** begin **
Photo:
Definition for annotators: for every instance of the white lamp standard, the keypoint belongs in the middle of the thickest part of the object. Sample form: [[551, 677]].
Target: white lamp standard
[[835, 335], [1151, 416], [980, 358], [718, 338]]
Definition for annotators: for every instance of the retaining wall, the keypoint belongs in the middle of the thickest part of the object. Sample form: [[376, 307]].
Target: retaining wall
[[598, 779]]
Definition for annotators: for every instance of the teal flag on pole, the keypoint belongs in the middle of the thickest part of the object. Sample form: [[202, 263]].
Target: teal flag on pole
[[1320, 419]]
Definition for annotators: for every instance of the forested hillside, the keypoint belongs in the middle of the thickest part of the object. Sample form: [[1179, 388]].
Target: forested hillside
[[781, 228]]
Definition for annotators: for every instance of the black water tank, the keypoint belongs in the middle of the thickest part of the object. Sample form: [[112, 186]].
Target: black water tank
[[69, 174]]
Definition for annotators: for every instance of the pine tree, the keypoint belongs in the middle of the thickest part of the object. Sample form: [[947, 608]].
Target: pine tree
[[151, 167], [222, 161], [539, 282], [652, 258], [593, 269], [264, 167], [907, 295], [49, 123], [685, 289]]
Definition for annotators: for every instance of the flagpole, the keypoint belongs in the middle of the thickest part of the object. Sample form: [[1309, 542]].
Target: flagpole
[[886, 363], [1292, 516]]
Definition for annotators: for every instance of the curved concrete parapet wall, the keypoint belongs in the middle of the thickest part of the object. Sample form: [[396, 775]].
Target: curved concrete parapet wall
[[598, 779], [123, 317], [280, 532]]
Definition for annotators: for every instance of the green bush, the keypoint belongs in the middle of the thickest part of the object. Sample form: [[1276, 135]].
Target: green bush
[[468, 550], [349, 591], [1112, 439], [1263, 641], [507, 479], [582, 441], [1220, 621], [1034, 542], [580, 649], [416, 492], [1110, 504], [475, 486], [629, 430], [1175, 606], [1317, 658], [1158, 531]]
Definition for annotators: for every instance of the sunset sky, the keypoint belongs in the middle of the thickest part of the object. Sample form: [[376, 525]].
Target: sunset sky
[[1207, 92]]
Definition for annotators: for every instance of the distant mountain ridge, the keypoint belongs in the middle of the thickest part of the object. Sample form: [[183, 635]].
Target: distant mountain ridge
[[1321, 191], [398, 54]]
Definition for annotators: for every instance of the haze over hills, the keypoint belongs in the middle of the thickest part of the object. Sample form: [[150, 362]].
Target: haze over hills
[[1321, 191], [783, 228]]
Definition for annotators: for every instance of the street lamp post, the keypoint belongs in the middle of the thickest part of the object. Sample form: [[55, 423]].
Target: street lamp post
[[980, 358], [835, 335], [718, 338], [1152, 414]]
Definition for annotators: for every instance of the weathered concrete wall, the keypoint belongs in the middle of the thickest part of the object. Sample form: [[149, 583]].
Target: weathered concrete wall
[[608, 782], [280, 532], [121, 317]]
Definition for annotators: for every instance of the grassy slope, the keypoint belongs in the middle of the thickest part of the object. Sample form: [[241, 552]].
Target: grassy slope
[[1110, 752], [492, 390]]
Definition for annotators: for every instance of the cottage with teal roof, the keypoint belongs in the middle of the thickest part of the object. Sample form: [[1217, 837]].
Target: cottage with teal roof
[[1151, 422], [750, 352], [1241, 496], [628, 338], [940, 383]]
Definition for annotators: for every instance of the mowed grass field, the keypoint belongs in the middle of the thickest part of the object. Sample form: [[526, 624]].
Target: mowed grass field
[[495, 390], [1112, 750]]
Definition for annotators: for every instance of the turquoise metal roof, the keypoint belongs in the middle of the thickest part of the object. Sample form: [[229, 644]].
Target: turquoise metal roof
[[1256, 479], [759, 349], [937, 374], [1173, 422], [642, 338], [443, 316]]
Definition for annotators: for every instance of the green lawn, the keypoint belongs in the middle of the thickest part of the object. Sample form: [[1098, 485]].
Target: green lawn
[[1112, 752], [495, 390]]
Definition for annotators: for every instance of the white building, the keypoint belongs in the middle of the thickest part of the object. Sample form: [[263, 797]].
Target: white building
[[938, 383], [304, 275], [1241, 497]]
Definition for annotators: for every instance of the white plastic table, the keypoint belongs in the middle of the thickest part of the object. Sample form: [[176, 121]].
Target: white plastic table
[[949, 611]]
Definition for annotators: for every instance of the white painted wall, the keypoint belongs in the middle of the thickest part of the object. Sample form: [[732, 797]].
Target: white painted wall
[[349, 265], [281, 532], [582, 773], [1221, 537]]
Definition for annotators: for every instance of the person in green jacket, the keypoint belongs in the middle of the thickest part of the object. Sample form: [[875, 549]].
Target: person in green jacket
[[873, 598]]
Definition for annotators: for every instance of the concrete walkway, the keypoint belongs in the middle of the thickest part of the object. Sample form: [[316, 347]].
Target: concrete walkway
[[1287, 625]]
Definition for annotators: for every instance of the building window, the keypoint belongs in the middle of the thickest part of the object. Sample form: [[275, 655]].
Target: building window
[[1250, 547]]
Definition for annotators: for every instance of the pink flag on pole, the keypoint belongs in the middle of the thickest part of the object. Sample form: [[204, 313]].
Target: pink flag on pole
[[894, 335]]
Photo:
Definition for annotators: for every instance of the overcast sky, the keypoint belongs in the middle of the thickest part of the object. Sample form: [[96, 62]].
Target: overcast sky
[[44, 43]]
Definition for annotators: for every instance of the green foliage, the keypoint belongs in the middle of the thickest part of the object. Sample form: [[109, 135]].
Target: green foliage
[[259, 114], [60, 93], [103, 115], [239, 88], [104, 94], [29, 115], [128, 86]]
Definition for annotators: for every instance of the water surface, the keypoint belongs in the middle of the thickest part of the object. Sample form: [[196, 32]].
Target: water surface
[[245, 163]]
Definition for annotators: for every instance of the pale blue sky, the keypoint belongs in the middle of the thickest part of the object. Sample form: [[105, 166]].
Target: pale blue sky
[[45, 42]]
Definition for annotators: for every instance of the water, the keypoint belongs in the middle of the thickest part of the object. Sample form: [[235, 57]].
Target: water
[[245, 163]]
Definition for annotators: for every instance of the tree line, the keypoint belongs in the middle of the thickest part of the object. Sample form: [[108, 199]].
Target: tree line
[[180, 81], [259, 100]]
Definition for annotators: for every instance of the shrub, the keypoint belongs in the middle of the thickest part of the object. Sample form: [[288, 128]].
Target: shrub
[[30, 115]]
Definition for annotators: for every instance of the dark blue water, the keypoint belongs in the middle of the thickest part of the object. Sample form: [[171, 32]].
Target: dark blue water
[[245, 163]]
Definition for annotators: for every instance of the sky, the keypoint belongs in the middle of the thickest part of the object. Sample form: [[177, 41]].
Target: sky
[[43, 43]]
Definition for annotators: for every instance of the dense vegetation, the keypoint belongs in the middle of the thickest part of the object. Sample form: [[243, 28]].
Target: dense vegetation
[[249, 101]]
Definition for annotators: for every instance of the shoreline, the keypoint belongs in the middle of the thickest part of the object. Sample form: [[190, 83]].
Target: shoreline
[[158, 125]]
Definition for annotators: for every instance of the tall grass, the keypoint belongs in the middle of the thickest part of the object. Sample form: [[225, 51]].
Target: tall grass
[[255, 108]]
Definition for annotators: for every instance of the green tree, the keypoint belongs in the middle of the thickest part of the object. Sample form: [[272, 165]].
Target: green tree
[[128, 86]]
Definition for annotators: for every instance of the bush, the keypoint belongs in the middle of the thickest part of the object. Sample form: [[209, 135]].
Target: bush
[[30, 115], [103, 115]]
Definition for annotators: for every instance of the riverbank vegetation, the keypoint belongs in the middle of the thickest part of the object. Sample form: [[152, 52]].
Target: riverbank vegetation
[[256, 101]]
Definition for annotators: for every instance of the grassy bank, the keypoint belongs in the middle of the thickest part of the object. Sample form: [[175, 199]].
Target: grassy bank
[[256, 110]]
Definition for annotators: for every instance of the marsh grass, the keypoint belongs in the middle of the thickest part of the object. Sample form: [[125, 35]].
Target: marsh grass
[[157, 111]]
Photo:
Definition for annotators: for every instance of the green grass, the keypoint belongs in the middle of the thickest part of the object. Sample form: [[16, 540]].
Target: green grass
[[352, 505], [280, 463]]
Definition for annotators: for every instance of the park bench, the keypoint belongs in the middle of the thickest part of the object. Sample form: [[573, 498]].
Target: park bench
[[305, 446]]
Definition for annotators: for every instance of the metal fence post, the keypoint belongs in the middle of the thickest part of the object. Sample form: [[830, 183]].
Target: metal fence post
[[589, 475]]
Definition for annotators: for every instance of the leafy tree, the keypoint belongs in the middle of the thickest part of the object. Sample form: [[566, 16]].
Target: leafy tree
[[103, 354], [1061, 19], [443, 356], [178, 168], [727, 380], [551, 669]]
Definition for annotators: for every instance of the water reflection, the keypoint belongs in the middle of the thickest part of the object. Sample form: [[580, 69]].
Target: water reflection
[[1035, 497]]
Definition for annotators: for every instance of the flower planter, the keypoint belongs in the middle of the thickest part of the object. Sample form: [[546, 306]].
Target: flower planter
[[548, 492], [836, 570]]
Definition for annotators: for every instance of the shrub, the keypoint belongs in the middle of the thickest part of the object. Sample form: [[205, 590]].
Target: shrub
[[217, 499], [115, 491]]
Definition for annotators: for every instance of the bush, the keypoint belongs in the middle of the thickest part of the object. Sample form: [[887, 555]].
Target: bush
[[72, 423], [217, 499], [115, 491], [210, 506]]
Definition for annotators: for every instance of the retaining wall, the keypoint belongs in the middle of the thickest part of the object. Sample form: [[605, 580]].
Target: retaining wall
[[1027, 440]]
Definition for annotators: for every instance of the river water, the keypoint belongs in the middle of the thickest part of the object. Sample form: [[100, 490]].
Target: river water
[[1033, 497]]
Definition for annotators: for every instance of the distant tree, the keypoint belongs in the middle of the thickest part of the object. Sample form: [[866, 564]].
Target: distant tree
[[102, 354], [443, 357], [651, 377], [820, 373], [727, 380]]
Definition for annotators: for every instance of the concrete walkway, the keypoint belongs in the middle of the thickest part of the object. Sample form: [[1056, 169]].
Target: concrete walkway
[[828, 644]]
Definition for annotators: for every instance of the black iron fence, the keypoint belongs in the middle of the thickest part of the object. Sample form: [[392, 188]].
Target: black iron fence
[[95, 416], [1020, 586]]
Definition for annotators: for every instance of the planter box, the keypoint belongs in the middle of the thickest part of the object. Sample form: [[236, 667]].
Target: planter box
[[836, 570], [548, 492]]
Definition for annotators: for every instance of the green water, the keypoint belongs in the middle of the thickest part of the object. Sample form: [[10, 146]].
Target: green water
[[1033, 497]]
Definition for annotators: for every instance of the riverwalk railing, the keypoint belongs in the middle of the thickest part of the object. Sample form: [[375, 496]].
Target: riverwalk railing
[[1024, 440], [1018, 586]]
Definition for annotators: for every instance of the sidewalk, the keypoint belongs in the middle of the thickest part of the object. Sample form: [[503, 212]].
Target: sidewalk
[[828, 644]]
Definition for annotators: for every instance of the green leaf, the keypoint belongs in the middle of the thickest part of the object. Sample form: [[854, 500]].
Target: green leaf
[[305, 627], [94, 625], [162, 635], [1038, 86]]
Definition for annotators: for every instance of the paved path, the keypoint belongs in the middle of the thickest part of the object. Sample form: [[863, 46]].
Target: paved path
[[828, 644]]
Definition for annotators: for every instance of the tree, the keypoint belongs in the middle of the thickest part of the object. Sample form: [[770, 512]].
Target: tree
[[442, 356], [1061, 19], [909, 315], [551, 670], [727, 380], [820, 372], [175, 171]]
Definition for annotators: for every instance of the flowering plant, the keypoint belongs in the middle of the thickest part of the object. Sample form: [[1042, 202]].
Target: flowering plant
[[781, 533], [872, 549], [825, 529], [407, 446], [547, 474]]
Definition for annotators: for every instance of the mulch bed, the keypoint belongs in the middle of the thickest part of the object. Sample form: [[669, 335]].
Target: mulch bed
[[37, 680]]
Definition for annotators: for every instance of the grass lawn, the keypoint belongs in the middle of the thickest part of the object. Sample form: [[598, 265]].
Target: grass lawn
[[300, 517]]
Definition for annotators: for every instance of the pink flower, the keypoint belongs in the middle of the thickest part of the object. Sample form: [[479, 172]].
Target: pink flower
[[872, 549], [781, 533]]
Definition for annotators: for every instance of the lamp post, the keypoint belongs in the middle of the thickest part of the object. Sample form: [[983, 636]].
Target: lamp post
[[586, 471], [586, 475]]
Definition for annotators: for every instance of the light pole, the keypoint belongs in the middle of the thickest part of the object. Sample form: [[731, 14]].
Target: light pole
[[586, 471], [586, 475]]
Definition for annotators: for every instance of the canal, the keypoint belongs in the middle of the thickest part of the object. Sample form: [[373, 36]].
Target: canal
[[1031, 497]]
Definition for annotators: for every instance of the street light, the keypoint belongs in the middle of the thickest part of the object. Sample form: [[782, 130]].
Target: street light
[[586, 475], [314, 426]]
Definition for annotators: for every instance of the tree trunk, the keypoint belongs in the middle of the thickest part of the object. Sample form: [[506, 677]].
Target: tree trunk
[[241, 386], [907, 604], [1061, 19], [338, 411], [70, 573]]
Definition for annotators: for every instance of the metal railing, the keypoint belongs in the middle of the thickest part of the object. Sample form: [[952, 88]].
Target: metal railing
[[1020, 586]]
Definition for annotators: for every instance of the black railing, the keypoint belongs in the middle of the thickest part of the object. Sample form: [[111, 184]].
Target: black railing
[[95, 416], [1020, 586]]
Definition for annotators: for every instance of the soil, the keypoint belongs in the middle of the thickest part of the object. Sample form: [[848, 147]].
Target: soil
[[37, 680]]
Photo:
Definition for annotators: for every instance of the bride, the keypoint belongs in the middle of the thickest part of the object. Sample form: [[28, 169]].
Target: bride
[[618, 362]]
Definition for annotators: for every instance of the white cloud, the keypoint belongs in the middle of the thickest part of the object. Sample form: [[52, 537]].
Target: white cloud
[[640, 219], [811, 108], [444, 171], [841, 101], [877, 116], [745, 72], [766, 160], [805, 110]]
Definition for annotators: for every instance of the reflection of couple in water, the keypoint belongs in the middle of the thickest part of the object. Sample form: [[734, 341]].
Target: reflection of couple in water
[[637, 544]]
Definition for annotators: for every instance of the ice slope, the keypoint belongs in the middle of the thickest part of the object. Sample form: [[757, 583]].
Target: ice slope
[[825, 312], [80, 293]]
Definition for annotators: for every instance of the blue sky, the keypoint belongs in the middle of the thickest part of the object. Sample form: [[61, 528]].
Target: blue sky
** end **
#### Task
Edit the data from the line containing "Definition for annotators: for every instance of the ice" through the end, changing every "blue sky" to "clear sky" and leaving everything else unchanged. Return only those lines.

#### Full response
Definition for annotators: for every instance of the ice slope, the keypoint belongs in the middle of the thickest part of the object. Sample form: [[757, 583]].
Target: ice slope
[[825, 312], [80, 293]]
Definition for annotators: for every instance of the clear sky, the keypoint belongs in the middle of the thickest part of the object. Sample form: [[61, 528]].
Target: clear sky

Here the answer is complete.